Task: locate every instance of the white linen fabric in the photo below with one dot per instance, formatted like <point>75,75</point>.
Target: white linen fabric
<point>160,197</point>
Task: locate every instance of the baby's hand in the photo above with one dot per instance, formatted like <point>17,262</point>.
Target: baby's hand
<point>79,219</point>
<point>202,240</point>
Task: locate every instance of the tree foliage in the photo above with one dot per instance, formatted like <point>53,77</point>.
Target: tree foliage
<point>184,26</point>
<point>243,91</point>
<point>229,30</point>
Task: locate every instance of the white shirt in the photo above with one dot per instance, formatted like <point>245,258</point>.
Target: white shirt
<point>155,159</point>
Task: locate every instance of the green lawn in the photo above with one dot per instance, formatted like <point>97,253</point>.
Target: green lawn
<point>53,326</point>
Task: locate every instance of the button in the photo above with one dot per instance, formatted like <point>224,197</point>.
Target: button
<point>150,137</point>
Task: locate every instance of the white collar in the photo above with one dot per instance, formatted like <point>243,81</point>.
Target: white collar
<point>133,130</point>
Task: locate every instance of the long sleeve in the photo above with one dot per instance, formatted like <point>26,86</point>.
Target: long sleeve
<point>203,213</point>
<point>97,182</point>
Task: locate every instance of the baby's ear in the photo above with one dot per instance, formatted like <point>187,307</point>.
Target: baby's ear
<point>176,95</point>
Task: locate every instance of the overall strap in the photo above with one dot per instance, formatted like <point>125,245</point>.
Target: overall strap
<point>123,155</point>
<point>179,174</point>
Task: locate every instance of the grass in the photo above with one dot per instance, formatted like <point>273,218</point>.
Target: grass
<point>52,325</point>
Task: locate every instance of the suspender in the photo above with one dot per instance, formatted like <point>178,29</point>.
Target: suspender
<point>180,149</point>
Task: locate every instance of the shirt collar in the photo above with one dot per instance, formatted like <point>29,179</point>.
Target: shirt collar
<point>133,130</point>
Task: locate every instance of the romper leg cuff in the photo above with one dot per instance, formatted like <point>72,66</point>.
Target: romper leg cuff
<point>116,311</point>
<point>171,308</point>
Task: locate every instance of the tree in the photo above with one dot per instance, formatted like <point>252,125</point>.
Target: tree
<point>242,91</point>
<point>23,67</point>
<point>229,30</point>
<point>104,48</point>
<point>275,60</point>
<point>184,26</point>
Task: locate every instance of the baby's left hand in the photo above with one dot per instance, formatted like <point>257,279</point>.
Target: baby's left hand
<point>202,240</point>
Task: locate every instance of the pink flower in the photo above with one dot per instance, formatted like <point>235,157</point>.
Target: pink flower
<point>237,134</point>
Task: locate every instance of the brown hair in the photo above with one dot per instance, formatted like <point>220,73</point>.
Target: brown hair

* * *

# [WHAT IS BEING ASKED]
Find the string "brown" in the entries above and return each line that holds it.

# [ANSWER TO THIS EXERCISE]
Task: locate every instance of the brown hair in the photo above with one dot per instance, formatted like <point>220,73</point>.
Target: brown hair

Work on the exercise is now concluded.